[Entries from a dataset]
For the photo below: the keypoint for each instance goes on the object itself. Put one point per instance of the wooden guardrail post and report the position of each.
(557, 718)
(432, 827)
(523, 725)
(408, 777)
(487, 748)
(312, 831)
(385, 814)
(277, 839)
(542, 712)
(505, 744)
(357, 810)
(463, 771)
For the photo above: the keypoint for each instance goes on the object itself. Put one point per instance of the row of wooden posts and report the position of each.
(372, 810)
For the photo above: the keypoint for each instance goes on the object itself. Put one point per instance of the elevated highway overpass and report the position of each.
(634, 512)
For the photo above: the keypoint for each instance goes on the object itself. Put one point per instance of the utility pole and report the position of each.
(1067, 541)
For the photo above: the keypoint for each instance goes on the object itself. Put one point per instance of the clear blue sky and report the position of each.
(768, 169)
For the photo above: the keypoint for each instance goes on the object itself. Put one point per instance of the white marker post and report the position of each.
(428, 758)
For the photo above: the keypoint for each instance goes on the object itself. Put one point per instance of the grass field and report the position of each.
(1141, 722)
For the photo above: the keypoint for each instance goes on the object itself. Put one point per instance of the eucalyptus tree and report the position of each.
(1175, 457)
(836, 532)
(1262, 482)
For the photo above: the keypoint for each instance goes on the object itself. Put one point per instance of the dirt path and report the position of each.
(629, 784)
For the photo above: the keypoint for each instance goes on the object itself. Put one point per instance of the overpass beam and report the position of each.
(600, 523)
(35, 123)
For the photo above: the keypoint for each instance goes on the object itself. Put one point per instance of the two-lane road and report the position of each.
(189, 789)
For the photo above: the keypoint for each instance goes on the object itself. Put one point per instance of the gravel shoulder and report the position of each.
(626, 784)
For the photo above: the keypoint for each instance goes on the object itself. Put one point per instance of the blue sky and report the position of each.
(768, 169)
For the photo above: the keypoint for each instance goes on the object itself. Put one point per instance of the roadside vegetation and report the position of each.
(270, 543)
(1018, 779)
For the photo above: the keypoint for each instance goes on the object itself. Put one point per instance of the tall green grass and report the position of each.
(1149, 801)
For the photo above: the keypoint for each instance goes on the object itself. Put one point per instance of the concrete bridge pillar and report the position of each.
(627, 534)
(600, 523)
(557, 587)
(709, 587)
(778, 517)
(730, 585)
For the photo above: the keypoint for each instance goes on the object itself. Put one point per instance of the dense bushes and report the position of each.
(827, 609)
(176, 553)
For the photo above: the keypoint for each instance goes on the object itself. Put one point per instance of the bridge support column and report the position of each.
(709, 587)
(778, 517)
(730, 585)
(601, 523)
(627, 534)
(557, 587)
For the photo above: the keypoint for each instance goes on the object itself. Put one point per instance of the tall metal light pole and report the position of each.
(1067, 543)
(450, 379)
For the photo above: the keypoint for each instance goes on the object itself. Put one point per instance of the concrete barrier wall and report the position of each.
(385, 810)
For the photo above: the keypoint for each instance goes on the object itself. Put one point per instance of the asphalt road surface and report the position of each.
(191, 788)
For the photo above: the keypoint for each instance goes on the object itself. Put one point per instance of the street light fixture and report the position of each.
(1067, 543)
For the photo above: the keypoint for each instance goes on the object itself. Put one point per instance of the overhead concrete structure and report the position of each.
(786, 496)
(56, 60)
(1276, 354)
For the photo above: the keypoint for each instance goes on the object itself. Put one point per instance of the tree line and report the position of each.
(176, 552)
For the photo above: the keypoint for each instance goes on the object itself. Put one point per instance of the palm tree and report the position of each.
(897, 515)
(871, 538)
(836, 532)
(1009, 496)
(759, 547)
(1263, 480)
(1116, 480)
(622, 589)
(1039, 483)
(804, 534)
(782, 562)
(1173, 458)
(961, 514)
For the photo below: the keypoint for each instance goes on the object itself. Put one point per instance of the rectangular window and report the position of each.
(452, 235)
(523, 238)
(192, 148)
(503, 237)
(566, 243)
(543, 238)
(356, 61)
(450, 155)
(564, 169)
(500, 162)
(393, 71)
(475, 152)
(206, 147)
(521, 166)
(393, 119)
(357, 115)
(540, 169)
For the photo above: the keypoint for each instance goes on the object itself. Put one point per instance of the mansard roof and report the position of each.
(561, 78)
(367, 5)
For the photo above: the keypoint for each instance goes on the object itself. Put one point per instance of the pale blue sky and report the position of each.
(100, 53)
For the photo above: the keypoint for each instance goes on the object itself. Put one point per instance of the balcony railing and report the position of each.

◆ TASK TO CARRY OUT: Turn the lines of the entries above into a numbered list, starting with the line that contains "field and report the position of each." and going on through the line that contains "(1149, 801)". Include both of those lines, leave out any blank lines, and list nothing else.

◆ THE OUTPUT:
1. For the photo above: the keypoint for each instance goes on the object itself. Put one point per instance of the grass field and report the position of each.
2. (1141, 722)
3. For the photo above: the keypoint for each instance goes on the object itself. Put one point per instance of the eucalyptus tree and report the position of each.
4. (1175, 457)
5. (836, 532)
6. (1262, 482)
7. For the photo above: the keypoint for each instance goes on the object itself. Put one point per instance of the dirt path and report the position of each.
8. (629, 784)
9. For the photo above: the keypoint for each instance goes on the object itself. Put one point per instance of the overpass beam and report the position of each.
10. (600, 523)
11. (35, 123)
12. For the photo above: the keypoint for each instance goes on the object itself. Put one point per instance of the two-lane road and report the position of each.
13. (189, 789)
14. For the photo above: the keypoint for each instance goes on the object itself. Put one point per instance of the gravel shoulder and report the position of each.
15. (626, 784)
16. For the photo above: the keypoint for each instance goes on the object itself. Put one point per instance of the blue sky and report the position of each.
17. (768, 169)
18. For the photo above: the keypoint for each instance goes on the object itself. Put one point per instance of the roadside vegetation and report the position of each.
19. (270, 543)
20. (1018, 779)
21. For the photo above: the keypoint for each instance goes on the object itself. Put one point per instance of the tall green grass and report the position of each.
22. (1149, 801)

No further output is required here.